++++ DATA RECORDS ++++
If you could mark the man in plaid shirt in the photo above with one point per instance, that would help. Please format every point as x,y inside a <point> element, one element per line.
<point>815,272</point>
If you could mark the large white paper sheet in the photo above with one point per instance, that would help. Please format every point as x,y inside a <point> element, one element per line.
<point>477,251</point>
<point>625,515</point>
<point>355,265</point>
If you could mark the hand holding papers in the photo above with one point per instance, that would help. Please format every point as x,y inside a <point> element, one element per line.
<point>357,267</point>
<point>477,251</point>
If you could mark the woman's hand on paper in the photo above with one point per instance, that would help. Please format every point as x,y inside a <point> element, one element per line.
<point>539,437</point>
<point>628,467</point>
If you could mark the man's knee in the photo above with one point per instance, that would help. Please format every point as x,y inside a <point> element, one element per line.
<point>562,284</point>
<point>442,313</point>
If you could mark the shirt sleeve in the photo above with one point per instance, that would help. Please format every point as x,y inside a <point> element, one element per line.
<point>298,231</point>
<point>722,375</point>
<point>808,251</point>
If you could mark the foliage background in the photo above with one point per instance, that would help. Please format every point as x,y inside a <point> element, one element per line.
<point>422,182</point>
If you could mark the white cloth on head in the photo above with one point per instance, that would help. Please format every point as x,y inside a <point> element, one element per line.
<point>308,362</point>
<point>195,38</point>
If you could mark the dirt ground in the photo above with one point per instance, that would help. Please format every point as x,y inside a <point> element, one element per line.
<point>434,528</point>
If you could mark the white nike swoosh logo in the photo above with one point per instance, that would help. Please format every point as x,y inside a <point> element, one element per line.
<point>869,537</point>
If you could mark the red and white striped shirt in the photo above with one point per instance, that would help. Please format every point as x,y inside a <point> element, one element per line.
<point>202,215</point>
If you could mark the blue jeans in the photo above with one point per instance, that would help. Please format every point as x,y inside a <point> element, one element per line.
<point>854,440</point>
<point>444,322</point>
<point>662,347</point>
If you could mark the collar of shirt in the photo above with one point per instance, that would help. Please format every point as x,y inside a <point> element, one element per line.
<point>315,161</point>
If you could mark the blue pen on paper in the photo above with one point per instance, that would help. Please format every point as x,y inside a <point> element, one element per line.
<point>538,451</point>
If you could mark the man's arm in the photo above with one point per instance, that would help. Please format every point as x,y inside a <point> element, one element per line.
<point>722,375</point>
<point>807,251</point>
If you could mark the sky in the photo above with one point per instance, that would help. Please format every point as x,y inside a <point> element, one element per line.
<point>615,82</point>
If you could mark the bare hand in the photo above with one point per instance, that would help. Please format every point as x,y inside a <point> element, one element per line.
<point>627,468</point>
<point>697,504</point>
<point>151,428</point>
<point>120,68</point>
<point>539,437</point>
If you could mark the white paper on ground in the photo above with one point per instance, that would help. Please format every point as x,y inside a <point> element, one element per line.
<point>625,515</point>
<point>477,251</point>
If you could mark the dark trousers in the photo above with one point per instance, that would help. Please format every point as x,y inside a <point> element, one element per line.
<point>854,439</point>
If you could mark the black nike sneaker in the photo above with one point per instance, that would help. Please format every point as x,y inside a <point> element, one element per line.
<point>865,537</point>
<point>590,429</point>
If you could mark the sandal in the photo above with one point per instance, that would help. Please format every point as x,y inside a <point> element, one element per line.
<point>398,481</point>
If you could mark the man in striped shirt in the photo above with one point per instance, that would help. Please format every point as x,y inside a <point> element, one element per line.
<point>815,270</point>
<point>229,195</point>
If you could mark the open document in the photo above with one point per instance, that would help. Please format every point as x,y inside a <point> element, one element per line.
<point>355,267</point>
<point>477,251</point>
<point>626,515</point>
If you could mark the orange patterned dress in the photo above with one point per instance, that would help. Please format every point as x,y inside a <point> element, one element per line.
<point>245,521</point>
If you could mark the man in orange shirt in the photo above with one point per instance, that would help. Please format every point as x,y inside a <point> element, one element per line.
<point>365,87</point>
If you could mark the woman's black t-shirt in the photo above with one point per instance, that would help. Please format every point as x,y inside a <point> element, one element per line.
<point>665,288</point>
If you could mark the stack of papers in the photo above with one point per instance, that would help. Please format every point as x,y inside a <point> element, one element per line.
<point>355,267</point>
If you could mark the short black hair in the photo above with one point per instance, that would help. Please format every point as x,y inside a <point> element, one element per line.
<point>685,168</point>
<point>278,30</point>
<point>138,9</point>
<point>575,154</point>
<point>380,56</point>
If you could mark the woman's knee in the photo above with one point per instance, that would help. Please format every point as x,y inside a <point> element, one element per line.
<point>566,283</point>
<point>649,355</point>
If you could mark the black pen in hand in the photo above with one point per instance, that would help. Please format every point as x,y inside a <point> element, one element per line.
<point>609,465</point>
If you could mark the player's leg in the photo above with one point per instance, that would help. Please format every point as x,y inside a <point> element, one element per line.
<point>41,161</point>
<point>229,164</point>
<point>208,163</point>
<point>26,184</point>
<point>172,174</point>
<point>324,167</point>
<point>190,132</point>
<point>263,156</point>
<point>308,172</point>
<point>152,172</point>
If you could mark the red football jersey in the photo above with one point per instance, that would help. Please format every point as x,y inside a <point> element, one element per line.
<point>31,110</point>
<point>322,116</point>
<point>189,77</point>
++++
Reproduce the data above in full, keeping it exactly the same.

If you could mark the man in plaid shirt in the photo above with one point per instance, that would help. Please format every point as x,y inside a <point> element, one element per line.
<point>815,272</point>
If you could mark the large white paper sheet in the photo above with one point per instance, that would help. Please format every point as x,y inside a <point> element, one element per line.
<point>477,251</point>
<point>625,515</point>
<point>355,265</point>
If you could mark the hand holding papers in the photo above with one point per instance, that would help. Please format every point as x,y inside a <point> element, one element per line.
<point>357,267</point>
<point>477,251</point>
If you could mark the woman's hand on paper in the photo above with one point per instance, that would help. Please format every point as x,y inside a <point> element, one element per line.
<point>539,437</point>
<point>628,467</point>
If you could mark the man's knee in the photo above with one point per instance, that would help. Please format every point as x,y inside a <point> element, one element per line.
<point>562,284</point>
<point>442,313</point>
If you could mark the shirt sleeve in the photo above with one point per instance, that would help. Please format every point as x,y inside a <point> element, one element per line.
<point>298,231</point>
<point>722,375</point>
<point>808,251</point>
If you could mark the foliage background in the photo above with one point per instance, that would help. Please format every point as x,y inside a <point> element, one element per line.
<point>422,182</point>
If you could mark the white cloth on head in the photo above with one point per instance, that would help. Please format every point as x,y inside a <point> element, one element per line.
<point>308,362</point>
<point>195,38</point>
If you could mark the dirt ground in the photo above with one point per instance, that would help. Please format every point as x,y inside a <point> element, one element per line.
<point>434,528</point>
If you could mark the white nike swoosh logo in the photo above with one point per instance, that would help. Please format every point as x,y inside a <point> element, one element per line.
<point>869,537</point>
If you could mark the red and white striped shirt in the photo above with one point per instance, that would help. Please format every point as x,y inside a <point> element, one element per line.
<point>202,215</point>
If you could mark the blue jeans in the photo above with one point per instance, that would help. Please format every point as x,y inside a <point> element, one element per line.
<point>854,440</point>
<point>444,322</point>
<point>662,347</point>
If you could mark the collar of shirt in the photo above with one point per instance, that would help. Please format every point as x,y inside a <point> element, one element per line.
<point>315,161</point>
If you could mark the blue pen on paper in the photo above with one point per instance, that would help. Please format every point as x,y inside a <point> element, one element per line.
<point>538,451</point>
If you could mark the man's arm in the photo above with one point per instance, that would help. Please format every point as x,y inside a <point> element, one element per line.
<point>722,375</point>
<point>807,251</point>
If you could mark the sky in the photo above with one point per instance, that would help. Please format every point as x,y inside a <point> element, one element per line.
<point>615,82</point>
If you could mark the bare hand in the photo above with one point per instance, that would help. Please format every point as x,y inside a <point> element, one element per line.
<point>627,468</point>
<point>697,504</point>
<point>151,428</point>
<point>120,68</point>
<point>539,437</point>
If you could mark the white paper on ground in the photo above with one point per instance, that would help. Please format every point as x,y inside a <point> element, one element per line.
<point>625,515</point>
<point>477,251</point>
If you could mark the dark trousers in the photo above with one point per instance, that would help. Please format every point as x,y inside a <point> element, one element per line.
<point>854,439</point>
If you could mark the black nike sneaker in the photo above with one point per instance, that would help. Please format every point as x,y inside a <point> element, one element per line.
<point>865,537</point>
<point>590,429</point>
If you could mark the sandal in the photo above with one point per instance, that would help. Please format every point as x,y inside a <point> element, one element per line.
<point>398,481</point>
If you could mark the man in striped shirt in the photo above with one point per instance, that would help. Please format every point as x,y inside a <point> element, one element per line.
<point>815,270</point>
<point>229,195</point>
If you could mark the open document in the photo above with one point per instance, that would help. Please format every point as x,y inside a <point> element, one element per line.
<point>355,267</point>
<point>477,251</point>
<point>626,515</point>
If you could mark the orange patterned dress in the photo above with one point per instance, that would help. Please format every point as x,y inside a <point> element, one element per line.
<point>245,521</point>
If you could mark the man in orange shirt in the photo above with one point per instance, that would help. Please format every point as x,y inside a <point> element, one element per line.
<point>365,87</point>
If you could mark the woman's black t-shirt in the photo above with one point per instance, that would help. Please format every point as x,y inside a <point> element, one element per line.
<point>665,288</point>
If you could mark the stack of papers in the photo above with one point per instance, that would help. Please format every point as x,y inside a <point> element, one element per line.
<point>355,267</point>
If you could mark the short black hair in the photo above with one point per instance, that would help. Please format every point as x,y inside a <point> element, one element per line.
<point>685,168</point>
<point>278,30</point>
<point>138,9</point>
<point>575,154</point>
<point>380,56</point>
If you could mark the woman's knee in the photo above with one point per instance, that would help. Please format every point as x,y inside a <point> element, one element per line.
<point>566,283</point>
<point>649,355</point>
If you could mark the black pen in hand in the photo above with one point per instance, that would help. Please format every point as x,y inside a <point> element, one element per line.
<point>609,465</point>
If you could mark the player's leg in the photo above with one point per instance, that would help. Please format every point as x,y inside a <point> element, one element per line.
<point>41,161</point>
<point>229,164</point>
<point>208,163</point>
<point>26,184</point>
<point>172,174</point>
<point>324,167</point>
<point>190,132</point>
<point>263,156</point>
<point>308,172</point>
<point>152,172</point>
If you could mark the red football jersey in the photo above with one point per instance, that would help. Please format every point as x,y inside a <point> element, one element per line.
<point>31,110</point>
<point>322,116</point>
<point>189,77</point>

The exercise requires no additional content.